• Фрагмент документа
▼
Анна Качкаева: Я уж не говорю, что человек бесконечно сталкивается с этой самой властью.



Светлана Сорокина: С правозащитой. Именно в смысле, что ты должен уметь защищать свои собственные права и щадить и защищать права другого человека. Это абсолютно жизненная тема, она входит в круг ценностей человеческих.



Анна Качкаева: Абсолютно. Я не понимаю, как можно пропагандировать идею дома, об этом я уже не один раз говорила, с Роднянским спорила, в котором только шьют и обустраиваются.



Светлана Сорокина: Это опять какая-то гламурная история.



Анна Качкаева: Ребенок пришел на кухню и спрашивает про это – с ним не говорить?



Светлана Сорокина: Конечно. А почему же не знать об этом?



Анна Качкаева: Или сосед выселен из квартиры, потому что нормально не оформлены были документы и так далее. Это же происходит рядом.



Светлана Сорокина: Да это постоянно происходит. И почему мы все время говорим: «А я не знал, а я не понимал, а я не умею». Господа, пора знать, уметь и понимать. В конце концов, если бы мы с Алексеем даже своими темами, вполне какими-то приглаженными адаптированными для восприятия, все равно кого-то чем-то удивили и заставили задуматься, мне кажется, это отправная точка для того, чтобы начать размышлять и об этом. Почему же нет?



Анна Качкаева: Илье я хочу сказать, который тут написал: «Уважаемая Светлана, ценя ваш профессионализм, предлагаю обдумать передачу по телевидению «Чем лучше капитализм социализма?» В общем, тема-то хорошая, только где ее обсуждать?
▲
• Исходные данные
▼
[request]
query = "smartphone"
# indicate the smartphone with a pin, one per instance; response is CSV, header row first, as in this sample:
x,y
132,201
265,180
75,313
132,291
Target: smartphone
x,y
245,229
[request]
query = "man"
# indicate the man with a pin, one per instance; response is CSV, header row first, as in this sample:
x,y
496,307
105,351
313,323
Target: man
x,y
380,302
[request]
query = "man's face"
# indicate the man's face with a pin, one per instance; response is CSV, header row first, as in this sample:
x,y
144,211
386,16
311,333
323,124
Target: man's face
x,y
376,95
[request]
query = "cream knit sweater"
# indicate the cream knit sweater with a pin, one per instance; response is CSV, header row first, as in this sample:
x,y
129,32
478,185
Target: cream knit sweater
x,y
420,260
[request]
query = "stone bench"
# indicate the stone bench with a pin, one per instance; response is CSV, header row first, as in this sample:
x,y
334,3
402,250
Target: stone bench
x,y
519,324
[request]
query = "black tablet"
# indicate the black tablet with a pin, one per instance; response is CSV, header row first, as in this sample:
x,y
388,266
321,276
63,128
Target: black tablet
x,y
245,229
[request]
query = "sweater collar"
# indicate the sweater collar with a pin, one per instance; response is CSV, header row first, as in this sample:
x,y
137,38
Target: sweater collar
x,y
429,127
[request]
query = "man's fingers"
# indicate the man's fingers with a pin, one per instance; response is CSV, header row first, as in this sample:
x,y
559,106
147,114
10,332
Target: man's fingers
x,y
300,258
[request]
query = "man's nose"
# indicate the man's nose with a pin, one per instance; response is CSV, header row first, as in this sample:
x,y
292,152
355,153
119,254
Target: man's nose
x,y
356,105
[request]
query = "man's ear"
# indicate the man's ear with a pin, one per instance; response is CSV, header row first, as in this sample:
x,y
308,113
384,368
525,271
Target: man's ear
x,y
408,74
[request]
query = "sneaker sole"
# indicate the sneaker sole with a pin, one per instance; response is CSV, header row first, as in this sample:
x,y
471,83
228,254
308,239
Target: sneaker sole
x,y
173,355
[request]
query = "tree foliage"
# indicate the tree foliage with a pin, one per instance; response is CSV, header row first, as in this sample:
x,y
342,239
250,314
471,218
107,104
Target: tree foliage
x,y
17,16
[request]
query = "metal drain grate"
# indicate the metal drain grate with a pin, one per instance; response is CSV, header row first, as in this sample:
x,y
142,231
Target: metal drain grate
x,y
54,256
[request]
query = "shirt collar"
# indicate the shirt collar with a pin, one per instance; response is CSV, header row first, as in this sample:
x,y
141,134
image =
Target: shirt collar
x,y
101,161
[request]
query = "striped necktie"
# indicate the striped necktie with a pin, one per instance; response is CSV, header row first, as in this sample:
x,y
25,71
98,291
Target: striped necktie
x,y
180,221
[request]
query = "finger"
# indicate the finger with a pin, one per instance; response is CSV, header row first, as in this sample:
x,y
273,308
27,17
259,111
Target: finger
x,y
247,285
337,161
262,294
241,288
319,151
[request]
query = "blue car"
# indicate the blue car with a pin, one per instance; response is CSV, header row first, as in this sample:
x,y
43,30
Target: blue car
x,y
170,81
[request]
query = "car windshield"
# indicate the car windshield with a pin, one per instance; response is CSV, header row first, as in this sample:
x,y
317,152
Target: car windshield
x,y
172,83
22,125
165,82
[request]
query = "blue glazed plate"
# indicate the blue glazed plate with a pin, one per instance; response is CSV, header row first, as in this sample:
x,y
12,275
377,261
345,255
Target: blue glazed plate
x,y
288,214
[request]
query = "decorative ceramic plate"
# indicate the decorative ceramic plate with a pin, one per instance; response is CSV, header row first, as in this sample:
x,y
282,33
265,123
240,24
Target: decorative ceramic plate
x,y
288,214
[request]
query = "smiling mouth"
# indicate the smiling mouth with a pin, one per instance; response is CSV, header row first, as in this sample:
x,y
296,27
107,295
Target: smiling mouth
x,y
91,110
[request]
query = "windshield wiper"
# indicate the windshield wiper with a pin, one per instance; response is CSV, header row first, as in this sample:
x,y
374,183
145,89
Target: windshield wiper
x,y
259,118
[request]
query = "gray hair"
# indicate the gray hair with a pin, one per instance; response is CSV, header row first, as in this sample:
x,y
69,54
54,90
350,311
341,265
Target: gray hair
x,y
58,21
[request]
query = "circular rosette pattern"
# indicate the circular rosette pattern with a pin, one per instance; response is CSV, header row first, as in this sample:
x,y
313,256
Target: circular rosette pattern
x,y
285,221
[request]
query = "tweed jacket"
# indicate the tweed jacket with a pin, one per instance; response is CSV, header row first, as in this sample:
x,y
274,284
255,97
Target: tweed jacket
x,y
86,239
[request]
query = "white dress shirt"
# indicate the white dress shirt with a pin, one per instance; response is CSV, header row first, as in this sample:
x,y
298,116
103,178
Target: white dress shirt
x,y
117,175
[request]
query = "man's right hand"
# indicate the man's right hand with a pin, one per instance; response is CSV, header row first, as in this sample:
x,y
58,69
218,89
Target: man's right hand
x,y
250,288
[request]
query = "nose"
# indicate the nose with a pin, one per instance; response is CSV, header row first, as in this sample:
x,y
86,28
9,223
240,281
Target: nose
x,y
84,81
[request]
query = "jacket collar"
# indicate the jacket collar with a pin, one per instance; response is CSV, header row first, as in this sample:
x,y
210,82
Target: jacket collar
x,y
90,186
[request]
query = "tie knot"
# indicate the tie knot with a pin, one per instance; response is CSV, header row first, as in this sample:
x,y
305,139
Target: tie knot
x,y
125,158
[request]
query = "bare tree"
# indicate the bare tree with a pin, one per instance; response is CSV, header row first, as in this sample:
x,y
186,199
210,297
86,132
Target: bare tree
▲
• Задание A
Процитируйте часть беседы Качкаевой и Сорокиной, начиная со слов «Анна Качкаева: Илье» и заканчивая словами «где ее обсуждать?» включительно.
• Задание B
С кем, по словам Качкаевой в беседе с Сорокиной, она спорила об идее дома, в котором только шьют и обустраиваются?
• Задание C
Продолжите беседу Качкаевой и Сорокиной после последней приведенной реплики.

• Итоговый ответ A
Анна Качкаева: Илье я хочу сказать, который тут написал: «Уважаемая Светлана, ценя ваш профессионализм, предлагаю обдумать передачу по телевидению «Чем лучше капитализм социализма?» В общем, тема-то хорошая, только где ее обсуждать?

• Итоговый ответ B
С Роднянским.

• Итоговый ответ C
Светлана Сорокина: Если бы мы продолжили работать с Алексеем Алексеевичем, вполне возможно, взяли бы и эти темы. На самом деле, если говорить о темах, которые мы там выбирали, и как-то пытались, чтобы это были и социальные и психологические темы. Вот я думаю, например, а если бы мы взяли тему, обязательно бы взяли, - Закон божий в школе? И что? Тут бы мы тоже исключительно ходили по кругу необходимости внедрения моральных ценностей в головы подрастающего поколения? Да разные, наверное, возникли вопросы. В том числе и острые сегодняшние вопросы. Тут много чего есть.



Анна Качкаева: И все-таки, я не знаю, как вы себе отвечаете на вопрос: почему боится нынешняя элита, и чего она боится?



Светлана Сорокина: Уже стало общим местом говорить насчет временности.



Анна Качкаева: Ну, не только ведь за собственные капиталы или собственное благополучие.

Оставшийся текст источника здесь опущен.